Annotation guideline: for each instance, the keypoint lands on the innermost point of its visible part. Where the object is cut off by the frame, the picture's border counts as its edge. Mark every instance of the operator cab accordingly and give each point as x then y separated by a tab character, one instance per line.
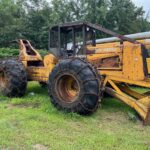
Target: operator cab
70	39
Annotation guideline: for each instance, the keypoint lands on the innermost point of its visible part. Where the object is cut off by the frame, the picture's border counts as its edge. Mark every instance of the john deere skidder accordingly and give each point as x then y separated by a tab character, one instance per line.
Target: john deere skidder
79	70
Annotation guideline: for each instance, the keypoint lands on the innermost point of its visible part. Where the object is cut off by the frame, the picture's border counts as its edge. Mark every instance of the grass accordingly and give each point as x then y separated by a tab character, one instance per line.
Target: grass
32	122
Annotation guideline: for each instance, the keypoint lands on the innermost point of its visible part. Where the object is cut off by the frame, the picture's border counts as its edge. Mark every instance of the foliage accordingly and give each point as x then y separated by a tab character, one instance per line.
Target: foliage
31	121
32	19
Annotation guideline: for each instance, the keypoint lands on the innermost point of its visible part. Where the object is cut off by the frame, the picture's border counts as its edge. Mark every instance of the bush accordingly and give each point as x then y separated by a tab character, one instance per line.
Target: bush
10	52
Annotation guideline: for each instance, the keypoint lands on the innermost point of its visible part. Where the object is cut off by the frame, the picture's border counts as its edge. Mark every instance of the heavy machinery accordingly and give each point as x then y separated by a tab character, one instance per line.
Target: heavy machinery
79	69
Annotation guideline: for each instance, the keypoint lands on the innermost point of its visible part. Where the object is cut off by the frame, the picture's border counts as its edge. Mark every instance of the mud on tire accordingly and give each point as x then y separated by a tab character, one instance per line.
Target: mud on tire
13	78
74	86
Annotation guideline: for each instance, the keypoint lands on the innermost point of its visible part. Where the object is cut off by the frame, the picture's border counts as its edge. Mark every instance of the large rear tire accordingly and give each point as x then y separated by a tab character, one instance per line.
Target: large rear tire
13	78
74	86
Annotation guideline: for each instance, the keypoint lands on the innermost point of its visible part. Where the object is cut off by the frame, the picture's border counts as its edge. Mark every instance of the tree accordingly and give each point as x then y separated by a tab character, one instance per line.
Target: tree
123	16
11	21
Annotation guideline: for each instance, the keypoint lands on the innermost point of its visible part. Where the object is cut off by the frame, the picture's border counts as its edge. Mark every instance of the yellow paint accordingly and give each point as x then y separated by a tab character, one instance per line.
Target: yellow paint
130	70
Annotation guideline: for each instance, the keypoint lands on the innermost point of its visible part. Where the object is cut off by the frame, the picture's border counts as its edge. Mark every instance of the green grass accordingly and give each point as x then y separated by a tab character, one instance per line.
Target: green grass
32	122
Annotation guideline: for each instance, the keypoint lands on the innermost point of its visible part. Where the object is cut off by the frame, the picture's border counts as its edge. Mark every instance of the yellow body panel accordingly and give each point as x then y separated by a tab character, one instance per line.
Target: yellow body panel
116	63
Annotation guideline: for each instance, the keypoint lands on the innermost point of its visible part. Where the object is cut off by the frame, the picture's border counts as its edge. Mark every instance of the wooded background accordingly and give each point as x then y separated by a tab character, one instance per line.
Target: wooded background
31	19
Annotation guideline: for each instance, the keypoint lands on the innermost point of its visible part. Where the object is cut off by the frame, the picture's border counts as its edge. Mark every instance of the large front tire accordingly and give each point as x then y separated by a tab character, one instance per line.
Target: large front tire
13	78
74	86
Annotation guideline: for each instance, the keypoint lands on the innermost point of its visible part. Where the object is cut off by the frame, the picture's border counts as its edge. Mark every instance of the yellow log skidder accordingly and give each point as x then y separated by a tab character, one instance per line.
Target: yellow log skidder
79	69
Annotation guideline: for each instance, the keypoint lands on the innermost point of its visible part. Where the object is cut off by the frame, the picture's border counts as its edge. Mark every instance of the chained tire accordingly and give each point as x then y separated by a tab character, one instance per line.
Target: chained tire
13	78
74	86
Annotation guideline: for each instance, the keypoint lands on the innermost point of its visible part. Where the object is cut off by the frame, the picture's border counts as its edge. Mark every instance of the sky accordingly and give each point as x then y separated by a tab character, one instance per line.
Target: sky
144	3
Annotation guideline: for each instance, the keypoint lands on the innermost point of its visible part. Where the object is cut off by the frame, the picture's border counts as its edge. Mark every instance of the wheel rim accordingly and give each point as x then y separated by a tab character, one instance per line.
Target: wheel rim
67	88
3	80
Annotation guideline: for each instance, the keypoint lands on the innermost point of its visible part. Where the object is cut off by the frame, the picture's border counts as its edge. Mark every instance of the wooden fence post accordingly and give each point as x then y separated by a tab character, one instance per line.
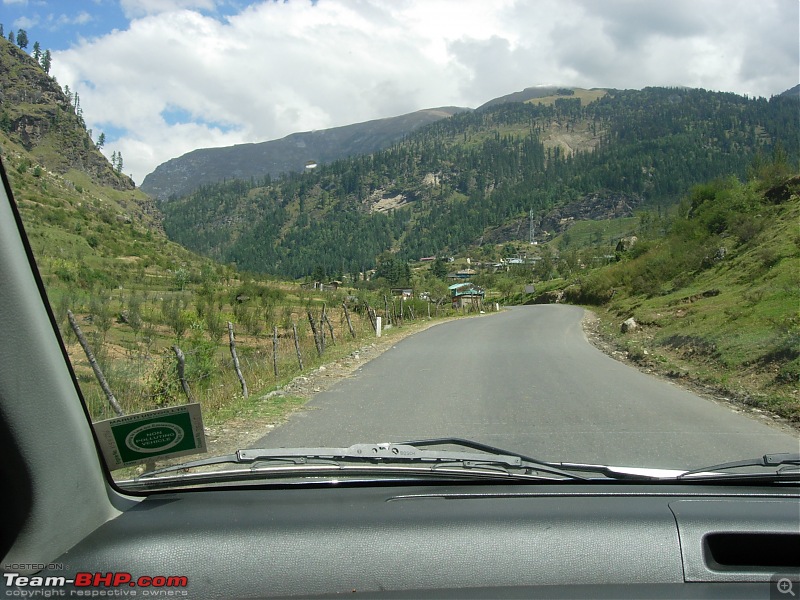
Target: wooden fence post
95	367
330	328
236	360
347	318
275	350
297	347
314	331
182	373
322	328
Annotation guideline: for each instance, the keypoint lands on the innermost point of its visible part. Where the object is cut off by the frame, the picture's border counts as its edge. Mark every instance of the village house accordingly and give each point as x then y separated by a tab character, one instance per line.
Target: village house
466	294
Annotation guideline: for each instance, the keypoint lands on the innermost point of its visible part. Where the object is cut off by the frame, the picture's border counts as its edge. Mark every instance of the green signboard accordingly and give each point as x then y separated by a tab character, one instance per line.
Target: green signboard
133	439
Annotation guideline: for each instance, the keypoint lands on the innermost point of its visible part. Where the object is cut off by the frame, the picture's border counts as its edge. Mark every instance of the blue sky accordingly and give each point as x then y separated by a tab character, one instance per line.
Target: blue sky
164	77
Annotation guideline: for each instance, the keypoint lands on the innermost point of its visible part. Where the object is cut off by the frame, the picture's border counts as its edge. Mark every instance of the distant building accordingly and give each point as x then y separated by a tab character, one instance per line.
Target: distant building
466	294
403	293
462	274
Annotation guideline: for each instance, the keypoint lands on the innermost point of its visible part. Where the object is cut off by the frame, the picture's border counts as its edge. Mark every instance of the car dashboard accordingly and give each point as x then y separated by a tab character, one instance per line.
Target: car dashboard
457	541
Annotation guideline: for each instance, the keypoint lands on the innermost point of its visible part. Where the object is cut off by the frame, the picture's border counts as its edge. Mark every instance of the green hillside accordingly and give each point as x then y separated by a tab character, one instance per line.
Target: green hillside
714	289
473	176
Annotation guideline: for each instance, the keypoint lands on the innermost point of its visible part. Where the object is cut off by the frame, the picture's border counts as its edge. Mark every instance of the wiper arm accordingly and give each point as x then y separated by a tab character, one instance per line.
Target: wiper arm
404	453
533	463
778	462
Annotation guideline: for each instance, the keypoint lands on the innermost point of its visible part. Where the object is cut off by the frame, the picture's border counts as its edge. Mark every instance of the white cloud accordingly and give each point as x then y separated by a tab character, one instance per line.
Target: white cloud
25	22
140	8
276	68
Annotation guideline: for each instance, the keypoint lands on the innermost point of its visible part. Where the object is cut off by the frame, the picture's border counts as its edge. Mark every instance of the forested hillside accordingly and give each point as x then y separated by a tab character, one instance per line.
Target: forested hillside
459	181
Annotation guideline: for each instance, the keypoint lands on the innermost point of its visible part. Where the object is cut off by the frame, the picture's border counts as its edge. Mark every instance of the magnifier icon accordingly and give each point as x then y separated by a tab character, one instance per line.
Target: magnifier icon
785	586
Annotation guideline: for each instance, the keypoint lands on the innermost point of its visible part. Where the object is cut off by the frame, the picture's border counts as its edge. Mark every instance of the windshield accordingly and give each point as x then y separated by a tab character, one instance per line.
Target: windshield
549	241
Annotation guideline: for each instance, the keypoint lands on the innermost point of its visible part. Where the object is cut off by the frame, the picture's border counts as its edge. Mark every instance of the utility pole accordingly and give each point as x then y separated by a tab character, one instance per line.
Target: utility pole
533	229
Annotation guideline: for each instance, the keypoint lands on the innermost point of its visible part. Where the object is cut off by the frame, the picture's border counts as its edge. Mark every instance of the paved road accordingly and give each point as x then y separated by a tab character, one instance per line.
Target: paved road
528	380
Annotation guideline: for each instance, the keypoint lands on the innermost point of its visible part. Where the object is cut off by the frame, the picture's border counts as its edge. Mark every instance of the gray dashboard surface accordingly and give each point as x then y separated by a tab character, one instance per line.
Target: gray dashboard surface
377	540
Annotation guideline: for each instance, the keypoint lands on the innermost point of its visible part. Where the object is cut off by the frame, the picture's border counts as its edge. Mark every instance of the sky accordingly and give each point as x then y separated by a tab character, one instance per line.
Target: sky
164	77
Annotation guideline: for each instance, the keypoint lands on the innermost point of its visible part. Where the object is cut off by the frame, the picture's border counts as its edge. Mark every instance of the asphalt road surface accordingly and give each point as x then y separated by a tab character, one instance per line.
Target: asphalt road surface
527	380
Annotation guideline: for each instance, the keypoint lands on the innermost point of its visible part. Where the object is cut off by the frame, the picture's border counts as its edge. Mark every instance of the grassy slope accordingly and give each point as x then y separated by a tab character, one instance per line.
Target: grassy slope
734	325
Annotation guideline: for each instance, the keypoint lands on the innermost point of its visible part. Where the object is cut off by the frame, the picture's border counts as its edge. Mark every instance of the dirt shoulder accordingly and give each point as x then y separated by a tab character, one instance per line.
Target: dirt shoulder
274	408
737	402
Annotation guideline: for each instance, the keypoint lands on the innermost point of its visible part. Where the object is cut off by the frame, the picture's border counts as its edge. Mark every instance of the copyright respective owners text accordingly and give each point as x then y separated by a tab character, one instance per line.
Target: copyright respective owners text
785	586
94	585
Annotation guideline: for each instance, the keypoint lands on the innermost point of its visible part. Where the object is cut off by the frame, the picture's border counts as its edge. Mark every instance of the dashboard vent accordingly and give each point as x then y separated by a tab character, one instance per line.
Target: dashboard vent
743	551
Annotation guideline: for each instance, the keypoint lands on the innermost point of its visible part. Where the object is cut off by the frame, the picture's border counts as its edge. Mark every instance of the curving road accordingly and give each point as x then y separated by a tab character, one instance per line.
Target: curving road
527	380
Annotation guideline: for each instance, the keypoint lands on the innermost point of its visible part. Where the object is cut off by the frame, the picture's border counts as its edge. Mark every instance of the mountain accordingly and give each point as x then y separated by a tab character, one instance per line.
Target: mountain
87	223
473	178
37	114
179	176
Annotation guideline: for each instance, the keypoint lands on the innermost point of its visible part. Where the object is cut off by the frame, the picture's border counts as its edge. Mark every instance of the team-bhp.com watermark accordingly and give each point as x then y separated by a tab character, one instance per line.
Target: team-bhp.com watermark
95	585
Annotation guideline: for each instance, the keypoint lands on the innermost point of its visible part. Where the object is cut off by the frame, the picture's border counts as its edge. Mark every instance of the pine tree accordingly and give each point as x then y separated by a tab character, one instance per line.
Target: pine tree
22	39
46	61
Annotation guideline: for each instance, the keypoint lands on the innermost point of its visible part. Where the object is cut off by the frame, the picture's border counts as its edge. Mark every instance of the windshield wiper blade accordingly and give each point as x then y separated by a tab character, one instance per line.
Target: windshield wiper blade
532	463
778	462
403	453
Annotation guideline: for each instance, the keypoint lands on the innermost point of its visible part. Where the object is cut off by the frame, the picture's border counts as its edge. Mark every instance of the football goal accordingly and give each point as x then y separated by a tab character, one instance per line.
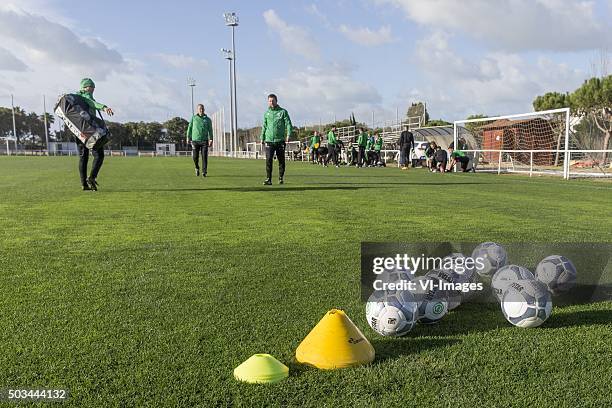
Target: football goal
535	143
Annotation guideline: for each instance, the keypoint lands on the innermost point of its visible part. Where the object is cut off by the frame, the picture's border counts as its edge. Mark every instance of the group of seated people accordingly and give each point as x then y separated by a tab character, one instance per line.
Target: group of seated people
437	159
362	150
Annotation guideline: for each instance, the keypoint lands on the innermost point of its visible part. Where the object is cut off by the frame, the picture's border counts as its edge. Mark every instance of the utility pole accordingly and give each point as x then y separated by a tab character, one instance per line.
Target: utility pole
231	20
14	126
45	117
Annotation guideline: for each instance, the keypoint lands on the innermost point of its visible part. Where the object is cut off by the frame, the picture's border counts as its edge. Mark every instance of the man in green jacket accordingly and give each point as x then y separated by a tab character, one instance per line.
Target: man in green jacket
275	132
87	89
199	133
377	149
362	141
332	146
315	143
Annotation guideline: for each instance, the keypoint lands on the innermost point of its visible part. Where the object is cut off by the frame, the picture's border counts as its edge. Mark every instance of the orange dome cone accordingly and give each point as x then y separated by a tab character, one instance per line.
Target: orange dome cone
335	342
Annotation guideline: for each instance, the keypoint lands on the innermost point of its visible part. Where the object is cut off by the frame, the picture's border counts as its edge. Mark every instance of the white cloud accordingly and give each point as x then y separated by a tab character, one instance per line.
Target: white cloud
50	42
182	61
367	36
294	39
558	25
9	62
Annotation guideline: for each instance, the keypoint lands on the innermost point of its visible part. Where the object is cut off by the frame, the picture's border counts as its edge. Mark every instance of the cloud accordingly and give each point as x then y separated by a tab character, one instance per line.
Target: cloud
557	25
182	61
9	62
47	41
293	38
366	36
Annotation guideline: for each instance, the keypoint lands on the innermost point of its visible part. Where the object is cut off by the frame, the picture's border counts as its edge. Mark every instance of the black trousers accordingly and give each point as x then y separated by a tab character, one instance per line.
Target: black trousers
98	154
279	149
196	149
333	155
361	156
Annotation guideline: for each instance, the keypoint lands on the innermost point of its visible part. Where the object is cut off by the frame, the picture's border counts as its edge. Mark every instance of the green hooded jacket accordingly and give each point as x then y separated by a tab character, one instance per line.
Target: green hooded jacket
276	125
378	144
93	104
362	139
331	138
200	128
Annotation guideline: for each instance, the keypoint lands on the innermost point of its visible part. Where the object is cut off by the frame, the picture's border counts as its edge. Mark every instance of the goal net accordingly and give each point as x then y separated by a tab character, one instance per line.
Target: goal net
533	143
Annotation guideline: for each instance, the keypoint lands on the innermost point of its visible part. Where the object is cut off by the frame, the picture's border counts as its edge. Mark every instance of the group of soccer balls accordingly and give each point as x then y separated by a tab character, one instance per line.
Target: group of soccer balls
525	298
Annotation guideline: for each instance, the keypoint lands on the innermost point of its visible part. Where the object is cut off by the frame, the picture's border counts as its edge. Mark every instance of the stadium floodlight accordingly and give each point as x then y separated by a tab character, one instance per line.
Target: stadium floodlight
231	20
229	56
191	83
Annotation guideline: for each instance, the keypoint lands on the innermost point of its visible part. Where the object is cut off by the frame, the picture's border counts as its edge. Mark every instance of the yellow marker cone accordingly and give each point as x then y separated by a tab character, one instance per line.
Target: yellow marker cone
261	369
335	342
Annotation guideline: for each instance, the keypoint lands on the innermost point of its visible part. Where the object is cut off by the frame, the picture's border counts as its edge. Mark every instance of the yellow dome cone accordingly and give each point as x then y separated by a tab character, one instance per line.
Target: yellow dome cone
335	342
261	369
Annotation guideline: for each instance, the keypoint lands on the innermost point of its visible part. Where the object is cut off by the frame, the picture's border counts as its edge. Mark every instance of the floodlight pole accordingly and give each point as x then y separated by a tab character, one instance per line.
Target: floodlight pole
14	127
45	117
231	20
229	57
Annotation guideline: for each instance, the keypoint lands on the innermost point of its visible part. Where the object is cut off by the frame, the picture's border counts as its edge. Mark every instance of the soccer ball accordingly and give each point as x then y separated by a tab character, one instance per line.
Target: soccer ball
391	313
432	304
493	256
506	275
455	263
526	303
453	297
557	272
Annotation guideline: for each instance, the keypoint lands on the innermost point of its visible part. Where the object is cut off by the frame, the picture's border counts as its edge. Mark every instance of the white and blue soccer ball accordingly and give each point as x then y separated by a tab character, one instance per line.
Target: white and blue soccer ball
558	273
526	303
392	313
453	297
506	275
493	257
432	303
456	263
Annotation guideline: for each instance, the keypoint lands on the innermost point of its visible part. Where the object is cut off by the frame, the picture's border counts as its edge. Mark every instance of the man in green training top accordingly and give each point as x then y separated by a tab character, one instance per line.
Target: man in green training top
199	133
377	149
275	132
332	145
458	156
315	143
362	141
87	89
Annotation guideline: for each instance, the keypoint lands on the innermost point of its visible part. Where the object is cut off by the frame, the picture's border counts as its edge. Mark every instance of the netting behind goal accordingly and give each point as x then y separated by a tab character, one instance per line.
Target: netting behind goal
547	142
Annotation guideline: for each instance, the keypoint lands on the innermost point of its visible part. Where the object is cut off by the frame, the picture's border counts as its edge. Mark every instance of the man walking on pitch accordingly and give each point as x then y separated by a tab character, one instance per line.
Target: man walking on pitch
406	143
199	133
275	132
362	141
87	89
332	142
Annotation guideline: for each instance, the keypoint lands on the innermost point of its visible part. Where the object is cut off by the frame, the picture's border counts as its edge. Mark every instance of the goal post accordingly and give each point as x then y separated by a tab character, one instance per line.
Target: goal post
531	143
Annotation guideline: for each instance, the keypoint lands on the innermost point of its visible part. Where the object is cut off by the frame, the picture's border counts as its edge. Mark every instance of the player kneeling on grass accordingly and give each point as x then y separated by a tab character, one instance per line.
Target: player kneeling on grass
457	156
275	132
199	133
441	159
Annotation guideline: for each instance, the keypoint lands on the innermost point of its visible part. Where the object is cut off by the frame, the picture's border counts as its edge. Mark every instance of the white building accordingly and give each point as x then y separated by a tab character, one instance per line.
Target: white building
165	149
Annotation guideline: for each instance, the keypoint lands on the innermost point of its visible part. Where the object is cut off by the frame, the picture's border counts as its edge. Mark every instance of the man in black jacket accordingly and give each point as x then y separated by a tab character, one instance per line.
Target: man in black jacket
406	143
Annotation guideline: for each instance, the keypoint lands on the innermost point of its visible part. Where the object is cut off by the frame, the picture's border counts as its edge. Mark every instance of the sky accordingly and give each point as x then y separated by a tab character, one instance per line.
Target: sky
324	59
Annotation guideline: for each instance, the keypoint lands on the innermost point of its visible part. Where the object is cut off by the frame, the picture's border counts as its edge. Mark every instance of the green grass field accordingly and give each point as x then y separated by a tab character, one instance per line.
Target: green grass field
150	291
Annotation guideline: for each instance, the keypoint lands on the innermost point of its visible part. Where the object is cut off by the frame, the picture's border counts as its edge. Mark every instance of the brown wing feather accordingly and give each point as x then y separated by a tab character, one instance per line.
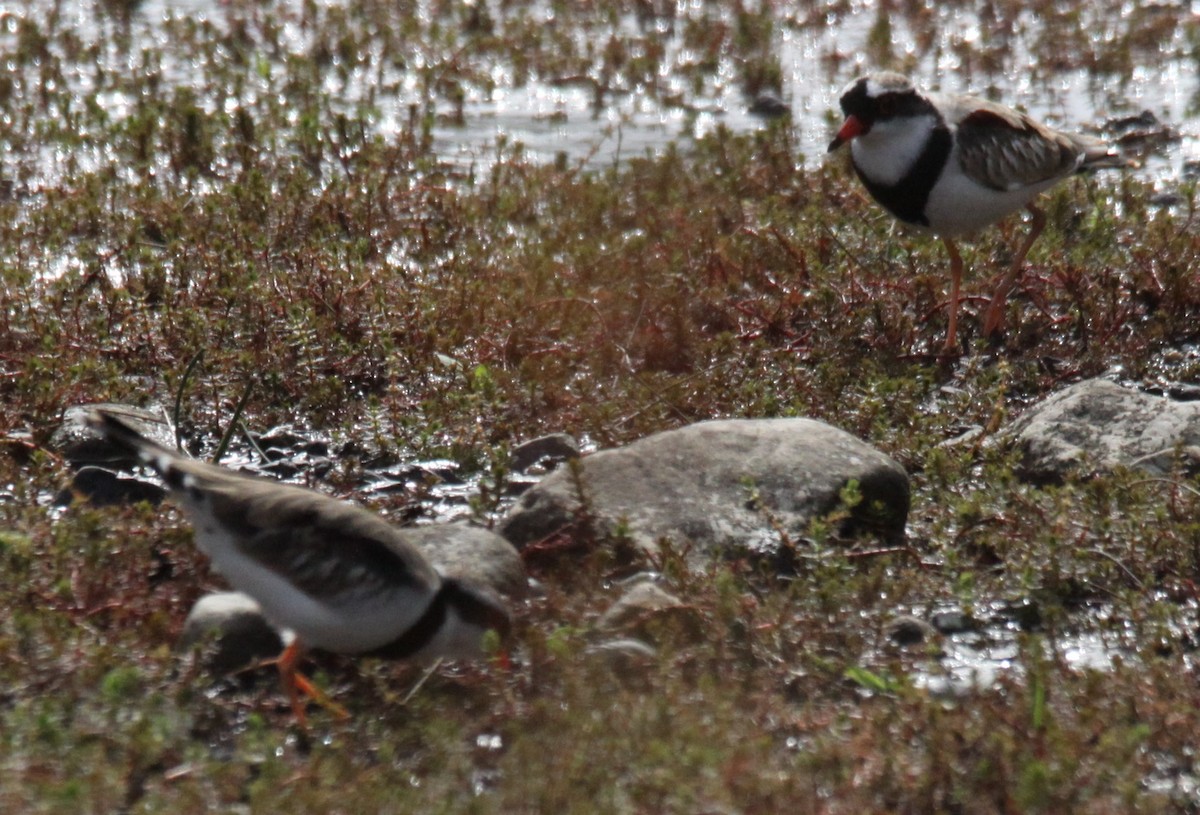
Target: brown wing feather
1003	149
321	545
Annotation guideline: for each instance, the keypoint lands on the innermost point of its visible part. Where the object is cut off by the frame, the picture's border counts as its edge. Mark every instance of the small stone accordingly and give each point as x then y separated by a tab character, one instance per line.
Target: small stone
642	599
551	449
909	630
953	622
240	635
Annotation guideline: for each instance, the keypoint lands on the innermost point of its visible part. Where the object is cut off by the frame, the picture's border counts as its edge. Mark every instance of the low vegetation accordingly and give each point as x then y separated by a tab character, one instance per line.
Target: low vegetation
231	197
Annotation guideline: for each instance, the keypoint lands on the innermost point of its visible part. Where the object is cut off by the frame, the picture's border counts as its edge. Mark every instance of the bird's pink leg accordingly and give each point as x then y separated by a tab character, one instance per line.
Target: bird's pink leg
952	334
995	317
295	683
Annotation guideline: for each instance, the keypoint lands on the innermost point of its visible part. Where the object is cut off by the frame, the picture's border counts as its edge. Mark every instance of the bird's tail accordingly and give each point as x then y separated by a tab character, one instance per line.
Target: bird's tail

--

Directions: Say again, exactly, only those lines of the records that run from the start through the line with "of the heavy". Pictures are to be skipped.

Answer section:
Annotation guideline: for each instance, the keypoint lands on the innermost point of its visible part. Where the object is cut off by the frame, the picture's border counts as its edge. Mark every instance of the operator cab accordingly and give each point as x then y separated by a tab character, one instance per line.
Target: operator cab
70	39
Annotation guideline: for each instance, the keypoint lands on the innermost point of its visible part. Where the object is cut off by the frame, the picture's border counts as its edge. Mark every instance of the john deere skidder accordingly and give each point as x then y separated by a tab character, one instance per line.
Target: john deere skidder
79	70
Annotation guideline: for each instance, the keypoint lands on the innermost point of its visible part. Where the object is cut off by the frame, the picture's border counts as its edge. Mark every instance of the grass accordingly and give each point as x then y separated by a tab character, one instance per line.
Target: grass
32	122
Annotation guideline: for each instance, the keypoint lands on the innermost point of its visible part. Where the object is cut off by the frame, the picture's border counts as its edge. Mark every instance of the foliage accordingly and give each point as x then y separated by a tab character, one instance per line.
Target: foliage
31	121
32	19
Annotation guideline: for each instance, the keypoint lands on the innermost point of its visible part. Where the object is cut off by the frame, the picture's border counts as its edge. Mark every instance of the bush accordingly and give each point as x then y separated by a tab character, one instance per line.
Target: bush
10	52
Annotation guideline: for each instance, the keypoint lands on the innermost point of its visible part. Where the object is cut off by the frame, the picture's border counts as its edge. Mark every instance of the heavy machinery accordingly and give each point as x then y separated by a tab character, one instance per line.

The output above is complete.